There is both positive and negative news. Earlier this summer, travel corridors and testing procedures brought a cautious resumption of leisure travel, with some UK tourists managing to sneak in a cross-border holiday when quarantine restrictions were lifted for a number of European countries.
However, the fragility of the situation was fast revealed, with international travel turning into a game of quarantine roulette that’s only serving to further reduce traveller confidence. Spain was removed from the UK’s list of safe destinations, soon followed by France, and most recently Croatia, Austria and Portugal.
And yet, amid the uncertainty, frequent flyers are ready to return to the skies as soon as restrictions are lifted and it’s safe to do so. A recent global survey of 22,000 frequent flyers in the Priority Pass programme found nearly three in four frequent flyers (71%) are ready to return to travel either immediately or within the next three to six months.
The pandemic has changed travel while also revealing its value, and a huge number of people are eager to get back to it. Travel drives cultural education and awareness; it connects communities and people, and encourages innovation.
And while frequent travellers understand the need for restrictions, there are still important steps that can be made to further restore their confidence, enable them to travel safely, and improve the experience.
Frequent flyers are the travel lovers who go abroad every long weekend they can, the business travellers constantly flying for work, and the digital nomads for whom work and travel are one and the same. They know their way around more than a handful of international airports, they expect a comfortable and premium experience before the flight takes off, and are well-versed in how to earn points and miles along the way.
At the same time, Covid-19 has changed what frequent flyers want and need. The Priority Pass survey found unpredictable factors such as quarantines and border controls represent frequent flyers’ top concern about returning to air travel – 74% identified this as a worry, and accordingly, half of them are willing to pay for a Covid-19 test to help reduce quarantine mandates.
When queried about which measures would make them feel most confident about future air travel, testing at the airport was singled out as the top driver of confidence.

--

DIRECTIONS: Resume the text on frequent flyers and air travel during Covid-19, picking up right after its final sentence.

DATA EXCERPT:

--

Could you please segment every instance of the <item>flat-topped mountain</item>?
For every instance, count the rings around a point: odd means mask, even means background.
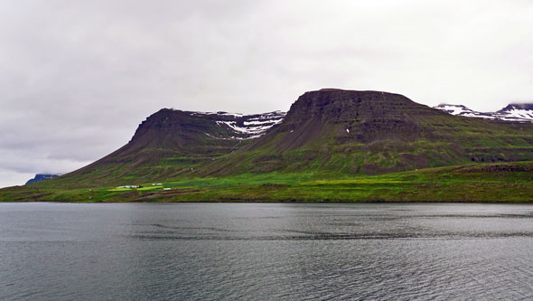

--

REPLY:
Delivering on frequent flyer needs by safely easing restrictions will necessitate a broad and collaborative industry strategy including airport PCR testing, such as the UK’s first test-on-arrival pilot programme recently spearheaded by Collinson and Swissport for Heathrow airport, including a dedicated state-of-the-art test-on-arrival facility now ready for use in Heathrow’s Terminal 2, subject to government approval.
If even some travel can safely restart, this could have a major impact on people’s livelihoods and the economy. Iata expects global airline losses to top US $84 billion in 2020, endangering some 25 million jobs in aviation and related sectors.
The fact most frequent flyers are prepared to return to air travel within the next half-year or even sooner is encouraging, and could turn out to be an essential lifeline for the global aviation and tourism sectors.
If governments, airports and the travel industry can collectively take the right steps to restart travel safely with reduced quarantine requirements, we may see a near-normalisation of air travel far sooner than many predictions that set out recovery taking as long as until 2023.
In the short term, and at the very least, it could prove to be a welcome boost to ailing consumer travel booking confidence. The closing and opening of travel corridors in recent months indicates travel’s recovery will not be a straight line.
In this evolving landscape, frequent travellers won’t regain their confidence unless they can see their expectations are being understood and catered to – such as access to testing that will enable the safe avoidance of quarantine periods.
If frequent flyers can get access to the right travel experience, they will return to the skies when it’s safe and encourage others to do the same, championing and leading the travel recovery for all.
Andy Besant is director of travel experiences at airport services provider Collinson, which is working with Swissport and Heathrow on the UK’s first airport testing facility.